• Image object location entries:
-.-.-

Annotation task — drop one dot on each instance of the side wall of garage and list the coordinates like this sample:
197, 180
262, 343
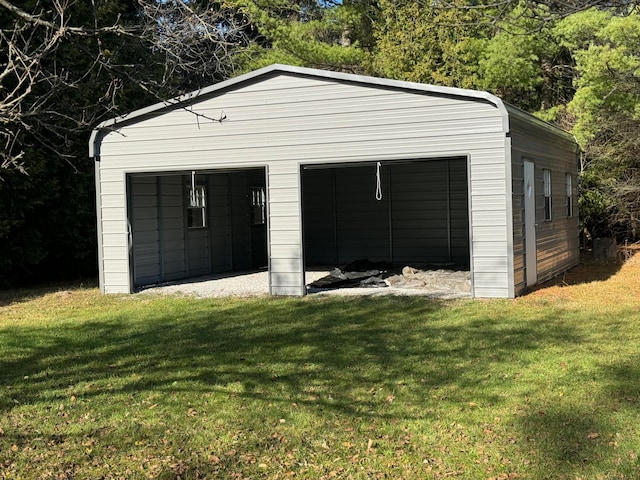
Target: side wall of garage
557, 245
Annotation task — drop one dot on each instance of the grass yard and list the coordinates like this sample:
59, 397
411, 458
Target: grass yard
546, 386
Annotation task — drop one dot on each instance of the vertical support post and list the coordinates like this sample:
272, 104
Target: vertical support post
390, 214
448, 183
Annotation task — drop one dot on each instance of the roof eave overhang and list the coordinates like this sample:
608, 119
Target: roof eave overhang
138, 115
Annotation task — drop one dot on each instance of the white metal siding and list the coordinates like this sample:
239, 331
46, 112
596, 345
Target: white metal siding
286, 120
557, 240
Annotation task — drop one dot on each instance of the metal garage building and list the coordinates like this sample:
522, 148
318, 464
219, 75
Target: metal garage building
288, 167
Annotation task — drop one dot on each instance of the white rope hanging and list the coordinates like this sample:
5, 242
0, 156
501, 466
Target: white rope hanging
193, 188
378, 182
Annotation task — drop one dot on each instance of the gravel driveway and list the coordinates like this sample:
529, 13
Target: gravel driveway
251, 284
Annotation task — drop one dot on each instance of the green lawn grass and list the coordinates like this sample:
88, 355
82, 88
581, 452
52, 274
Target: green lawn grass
545, 386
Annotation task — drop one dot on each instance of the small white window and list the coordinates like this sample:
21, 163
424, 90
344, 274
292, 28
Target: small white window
569, 195
258, 206
546, 186
196, 207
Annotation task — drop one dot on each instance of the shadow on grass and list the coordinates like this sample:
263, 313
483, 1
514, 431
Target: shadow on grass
19, 295
281, 350
331, 354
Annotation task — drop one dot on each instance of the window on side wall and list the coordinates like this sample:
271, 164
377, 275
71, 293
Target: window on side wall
258, 206
196, 207
568, 183
546, 187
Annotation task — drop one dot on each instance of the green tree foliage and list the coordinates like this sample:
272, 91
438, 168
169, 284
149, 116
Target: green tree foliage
324, 35
606, 109
421, 43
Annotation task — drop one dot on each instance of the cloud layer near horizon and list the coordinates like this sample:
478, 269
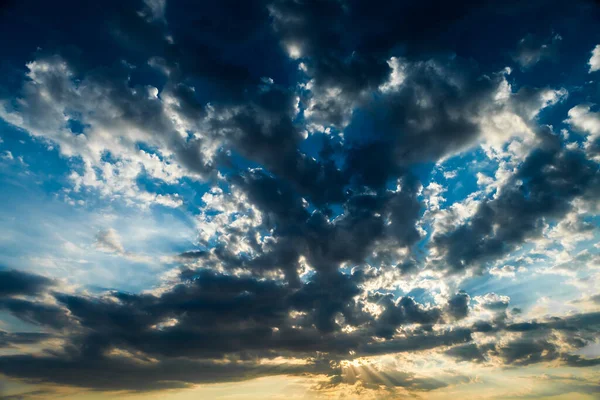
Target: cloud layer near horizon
241, 190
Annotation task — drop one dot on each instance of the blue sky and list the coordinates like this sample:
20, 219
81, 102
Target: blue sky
313, 199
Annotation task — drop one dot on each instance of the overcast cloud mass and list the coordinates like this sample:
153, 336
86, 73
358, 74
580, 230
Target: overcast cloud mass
299, 199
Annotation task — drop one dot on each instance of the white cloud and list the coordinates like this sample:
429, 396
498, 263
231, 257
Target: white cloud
594, 62
115, 118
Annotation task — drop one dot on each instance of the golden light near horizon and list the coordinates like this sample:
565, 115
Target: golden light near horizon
295, 199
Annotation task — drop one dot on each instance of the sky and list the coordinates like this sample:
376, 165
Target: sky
294, 199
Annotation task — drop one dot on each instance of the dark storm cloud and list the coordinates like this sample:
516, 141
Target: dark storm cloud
8, 339
37, 313
468, 352
14, 282
405, 311
532, 49
130, 374
336, 208
458, 305
543, 188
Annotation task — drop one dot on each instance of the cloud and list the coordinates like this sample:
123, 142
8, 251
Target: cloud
354, 179
13, 282
594, 62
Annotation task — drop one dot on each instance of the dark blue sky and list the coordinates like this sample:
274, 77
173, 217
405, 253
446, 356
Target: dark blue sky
372, 198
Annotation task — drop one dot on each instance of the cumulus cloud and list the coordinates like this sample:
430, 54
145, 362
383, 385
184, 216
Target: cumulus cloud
358, 180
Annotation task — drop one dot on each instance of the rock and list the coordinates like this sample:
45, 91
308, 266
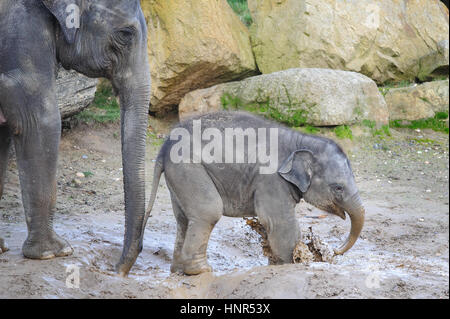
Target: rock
320, 97
383, 39
80, 175
435, 64
418, 101
193, 45
74, 92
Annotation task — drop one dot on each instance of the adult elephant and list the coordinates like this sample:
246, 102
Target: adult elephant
98, 38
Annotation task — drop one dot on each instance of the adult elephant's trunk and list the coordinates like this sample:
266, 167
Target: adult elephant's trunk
134, 99
356, 212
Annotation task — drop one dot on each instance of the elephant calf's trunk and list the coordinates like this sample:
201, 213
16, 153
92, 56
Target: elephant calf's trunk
357, 219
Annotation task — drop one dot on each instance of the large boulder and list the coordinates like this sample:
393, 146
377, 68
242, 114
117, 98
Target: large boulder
193, 45
74, 92
320, 97
383, 39
418, 101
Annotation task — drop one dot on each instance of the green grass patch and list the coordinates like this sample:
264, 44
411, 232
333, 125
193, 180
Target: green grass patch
384, 131
104, 108
240, 7
311, 129
436, 123
294, 113
368, 123
343, 132
88, 174
424, 141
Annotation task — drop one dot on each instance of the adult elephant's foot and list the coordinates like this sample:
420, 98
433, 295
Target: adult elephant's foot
196, 267
47, 247
3, 247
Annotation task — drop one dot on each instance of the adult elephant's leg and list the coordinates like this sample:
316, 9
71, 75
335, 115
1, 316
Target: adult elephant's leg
202, 205
276, 212
36, 139
5, 142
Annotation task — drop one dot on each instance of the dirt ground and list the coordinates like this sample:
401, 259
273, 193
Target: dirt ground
403, 251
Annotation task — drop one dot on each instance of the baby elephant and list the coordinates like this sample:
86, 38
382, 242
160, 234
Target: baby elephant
240, 165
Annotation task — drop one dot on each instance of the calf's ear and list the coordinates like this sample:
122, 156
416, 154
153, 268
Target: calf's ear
297, 169
68, 14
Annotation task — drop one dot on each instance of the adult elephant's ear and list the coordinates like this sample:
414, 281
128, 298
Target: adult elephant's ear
297, 170
68, 14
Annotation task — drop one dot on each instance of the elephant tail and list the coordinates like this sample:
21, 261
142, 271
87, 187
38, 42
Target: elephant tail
159, 169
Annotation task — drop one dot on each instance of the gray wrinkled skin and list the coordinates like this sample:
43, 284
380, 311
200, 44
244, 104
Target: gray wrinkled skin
310, 167
112, 43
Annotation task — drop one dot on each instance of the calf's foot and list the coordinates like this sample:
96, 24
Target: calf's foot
3, 247
196, 266
46, 247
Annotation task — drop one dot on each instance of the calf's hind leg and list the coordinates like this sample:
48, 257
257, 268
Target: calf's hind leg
182, 223
5, 141
196, 195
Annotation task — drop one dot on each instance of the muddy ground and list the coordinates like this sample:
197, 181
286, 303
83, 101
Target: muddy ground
403, 251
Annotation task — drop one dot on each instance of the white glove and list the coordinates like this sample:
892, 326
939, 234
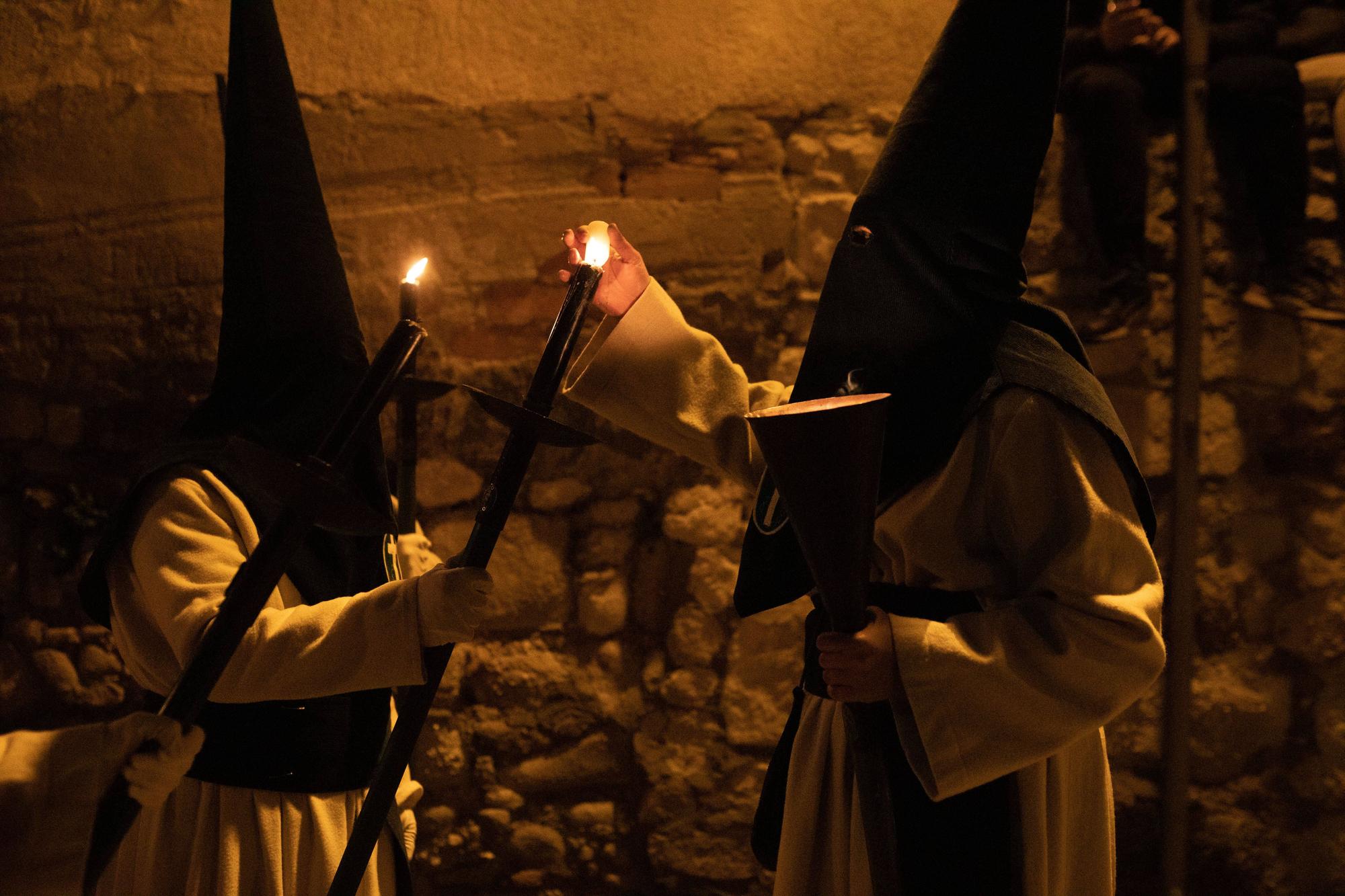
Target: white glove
415, 555
155, 772
450, 603
408, 825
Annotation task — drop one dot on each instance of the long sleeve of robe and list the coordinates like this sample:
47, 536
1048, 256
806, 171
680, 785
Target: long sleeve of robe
166, 587
1034, 516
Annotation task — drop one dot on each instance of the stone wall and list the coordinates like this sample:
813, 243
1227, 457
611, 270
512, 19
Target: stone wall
611, 728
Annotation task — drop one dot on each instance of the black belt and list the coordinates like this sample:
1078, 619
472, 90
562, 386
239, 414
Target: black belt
899, 600
318, 745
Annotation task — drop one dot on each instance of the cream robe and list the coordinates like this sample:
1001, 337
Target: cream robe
1034, 516
166, 587
50, 783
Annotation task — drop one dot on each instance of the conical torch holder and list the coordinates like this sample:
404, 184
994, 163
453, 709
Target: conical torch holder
825, 458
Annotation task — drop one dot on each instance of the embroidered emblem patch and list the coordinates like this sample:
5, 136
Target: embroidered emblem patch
769, 514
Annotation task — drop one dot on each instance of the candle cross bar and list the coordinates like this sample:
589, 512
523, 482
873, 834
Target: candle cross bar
531, 425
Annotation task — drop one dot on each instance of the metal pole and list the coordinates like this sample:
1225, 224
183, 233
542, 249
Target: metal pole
1179, 608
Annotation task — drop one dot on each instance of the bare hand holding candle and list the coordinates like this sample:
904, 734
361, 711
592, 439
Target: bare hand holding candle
625, 274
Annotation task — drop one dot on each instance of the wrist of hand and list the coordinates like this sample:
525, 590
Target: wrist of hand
450, 604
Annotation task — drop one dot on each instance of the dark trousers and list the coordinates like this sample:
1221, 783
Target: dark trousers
1257, 131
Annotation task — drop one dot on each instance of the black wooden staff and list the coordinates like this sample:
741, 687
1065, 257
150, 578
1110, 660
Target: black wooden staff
408, 405
529, 427
317, 495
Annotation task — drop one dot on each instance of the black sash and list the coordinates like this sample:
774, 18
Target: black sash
965, 844
318, 745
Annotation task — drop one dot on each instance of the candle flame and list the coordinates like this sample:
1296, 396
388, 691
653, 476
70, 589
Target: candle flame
598, 248
418, 270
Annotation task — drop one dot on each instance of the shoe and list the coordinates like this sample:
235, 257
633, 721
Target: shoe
1295, 290
1124, 299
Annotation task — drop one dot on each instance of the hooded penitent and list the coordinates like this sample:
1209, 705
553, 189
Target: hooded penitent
291, 354
925, 294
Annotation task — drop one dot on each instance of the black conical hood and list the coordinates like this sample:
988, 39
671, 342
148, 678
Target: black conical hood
929, 274
291, 349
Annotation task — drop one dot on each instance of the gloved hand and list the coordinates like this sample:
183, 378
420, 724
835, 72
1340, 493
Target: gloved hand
155, 772
450, 603
415, 555
408, 823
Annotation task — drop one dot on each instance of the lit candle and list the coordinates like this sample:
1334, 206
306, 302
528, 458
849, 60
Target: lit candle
566, 331
411, 290
407, 408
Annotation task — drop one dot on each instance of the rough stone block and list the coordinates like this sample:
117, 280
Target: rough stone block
696, 637
705, 516
673, 181
821, 225
1238, 712
603, 603
532, 588
594, 762
712, 579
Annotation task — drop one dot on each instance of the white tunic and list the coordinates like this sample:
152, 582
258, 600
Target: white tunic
166, 587
1032, 514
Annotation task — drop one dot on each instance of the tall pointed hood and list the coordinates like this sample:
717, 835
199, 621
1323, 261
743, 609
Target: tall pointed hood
291, 349
927, 278
291, 352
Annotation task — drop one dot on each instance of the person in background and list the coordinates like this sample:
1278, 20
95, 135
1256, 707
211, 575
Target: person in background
1313, 37
50, 784
1122, 72
1016, 598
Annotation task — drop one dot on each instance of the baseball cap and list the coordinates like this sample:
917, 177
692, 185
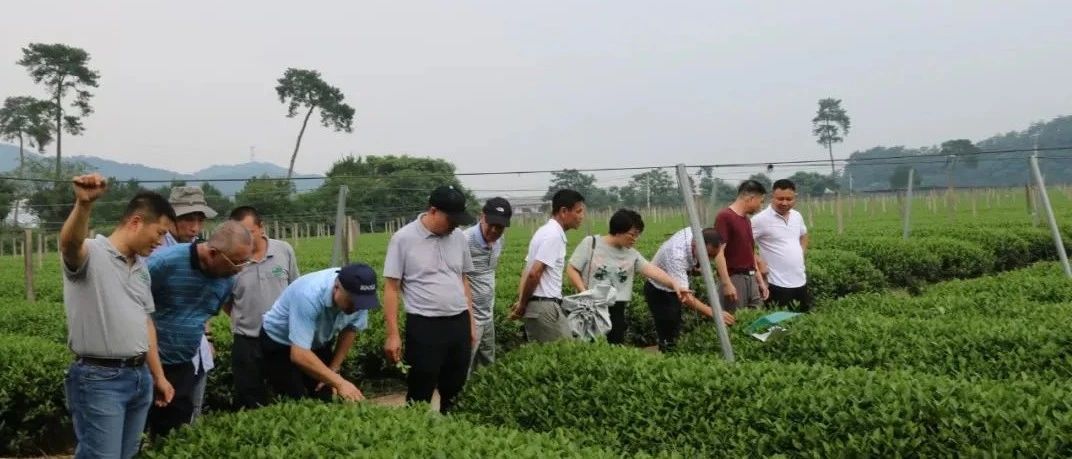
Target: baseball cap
497, 211
190, 200
359, 280
451, 201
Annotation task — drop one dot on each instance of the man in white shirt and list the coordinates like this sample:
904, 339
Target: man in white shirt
782, 237
539, 300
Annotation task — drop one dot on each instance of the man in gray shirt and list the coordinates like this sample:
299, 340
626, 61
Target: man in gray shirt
486, 246
107, 297
256, 289
427, 262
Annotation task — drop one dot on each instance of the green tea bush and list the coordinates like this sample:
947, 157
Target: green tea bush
1030, 341
833, 274
316, 429
32, 405
633, 401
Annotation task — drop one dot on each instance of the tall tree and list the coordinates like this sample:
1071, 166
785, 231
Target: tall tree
26, 119
830, 126
62, 69
304, 89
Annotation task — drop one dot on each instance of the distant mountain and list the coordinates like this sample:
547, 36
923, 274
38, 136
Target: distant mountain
9, 160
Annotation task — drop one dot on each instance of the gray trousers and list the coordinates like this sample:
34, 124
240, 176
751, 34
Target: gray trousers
747, 293
484, 352
546, 322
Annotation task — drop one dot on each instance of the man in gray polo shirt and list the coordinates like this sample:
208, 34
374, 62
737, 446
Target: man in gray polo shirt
427, 262
486, 246
107, 297
256, 289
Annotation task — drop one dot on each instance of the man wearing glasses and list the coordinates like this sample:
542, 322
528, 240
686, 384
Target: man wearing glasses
190, 284
191, 211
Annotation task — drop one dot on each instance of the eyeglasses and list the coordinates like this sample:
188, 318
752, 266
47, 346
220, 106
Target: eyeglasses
233, 264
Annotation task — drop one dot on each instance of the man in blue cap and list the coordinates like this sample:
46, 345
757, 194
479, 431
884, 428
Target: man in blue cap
307, 334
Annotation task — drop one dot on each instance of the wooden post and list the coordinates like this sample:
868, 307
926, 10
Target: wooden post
28, 265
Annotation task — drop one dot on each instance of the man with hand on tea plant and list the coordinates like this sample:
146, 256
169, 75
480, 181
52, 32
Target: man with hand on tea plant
539, 301
427, 263
191, 282
256, 289
191, 210
679, 257
486, 246
737, 263
107, 297
307, 334
782, 237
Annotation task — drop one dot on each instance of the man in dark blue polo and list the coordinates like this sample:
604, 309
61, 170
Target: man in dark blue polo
190, 283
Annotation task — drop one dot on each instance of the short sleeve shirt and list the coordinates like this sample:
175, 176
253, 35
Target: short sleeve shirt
548, 246
431, 269
259, 285
306, 315
608, 265
779, 245
185, 299
735, 232
482, 278
107, 302
676, 257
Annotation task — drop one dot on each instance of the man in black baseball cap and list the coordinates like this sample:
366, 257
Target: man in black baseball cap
486, 246
450, 202
308, 332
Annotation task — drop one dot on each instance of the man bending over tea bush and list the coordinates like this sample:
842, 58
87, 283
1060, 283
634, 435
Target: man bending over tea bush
307, 334
107, 297
679, 257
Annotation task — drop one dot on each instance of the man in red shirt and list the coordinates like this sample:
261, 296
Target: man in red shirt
738, 264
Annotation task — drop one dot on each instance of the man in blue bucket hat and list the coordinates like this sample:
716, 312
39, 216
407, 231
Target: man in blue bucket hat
307, 334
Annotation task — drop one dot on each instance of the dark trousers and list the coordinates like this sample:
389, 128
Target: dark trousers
163, 419
666, 313
247, 367
437, 351
795, 299
619, 324
285, 378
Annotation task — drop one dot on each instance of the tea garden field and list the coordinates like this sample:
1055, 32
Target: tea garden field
956, 341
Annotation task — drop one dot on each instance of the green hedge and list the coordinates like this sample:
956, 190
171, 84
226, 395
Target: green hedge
700, 406
33, 416
314, 429
1009, 341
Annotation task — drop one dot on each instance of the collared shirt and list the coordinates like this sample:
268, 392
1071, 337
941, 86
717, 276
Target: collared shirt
779, 245
185, 299
548, 246
259, 285
431, 269
676, 257
482, 277
107, 302
203, 359
306, 315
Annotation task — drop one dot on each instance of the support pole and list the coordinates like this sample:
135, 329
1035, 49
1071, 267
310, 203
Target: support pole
709, 278
339, 254
908, 204
1058, 242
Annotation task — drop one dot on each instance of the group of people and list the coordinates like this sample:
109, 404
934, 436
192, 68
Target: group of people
138, 301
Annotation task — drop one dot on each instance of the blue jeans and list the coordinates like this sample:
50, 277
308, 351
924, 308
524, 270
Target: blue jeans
108, 406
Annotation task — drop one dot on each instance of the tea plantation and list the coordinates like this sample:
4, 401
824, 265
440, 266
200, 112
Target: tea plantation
954, 342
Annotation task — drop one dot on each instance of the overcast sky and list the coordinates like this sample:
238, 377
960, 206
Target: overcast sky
538, 85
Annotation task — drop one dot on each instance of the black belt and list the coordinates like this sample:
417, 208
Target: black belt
136, 360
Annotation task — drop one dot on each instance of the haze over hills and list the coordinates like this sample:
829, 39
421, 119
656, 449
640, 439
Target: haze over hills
9, 160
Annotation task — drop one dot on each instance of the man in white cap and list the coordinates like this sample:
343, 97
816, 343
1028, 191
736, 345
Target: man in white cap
191, 210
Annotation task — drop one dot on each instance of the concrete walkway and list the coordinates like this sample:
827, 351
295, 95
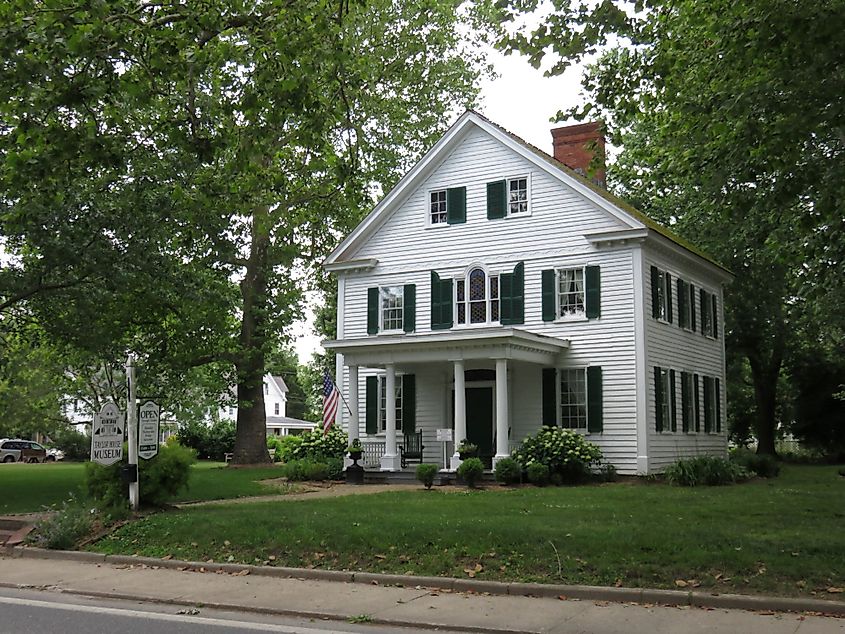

-.-.-

• TASK BRIEF: Please gather every line of the listing above that contains the string "vertical", treating uppercase and lowercase as different.

• RESPONSE BELOW:
Annotation task — drop one dot on each instance of the vertical support post and list the coordinates like this sample:
Target: vertical support post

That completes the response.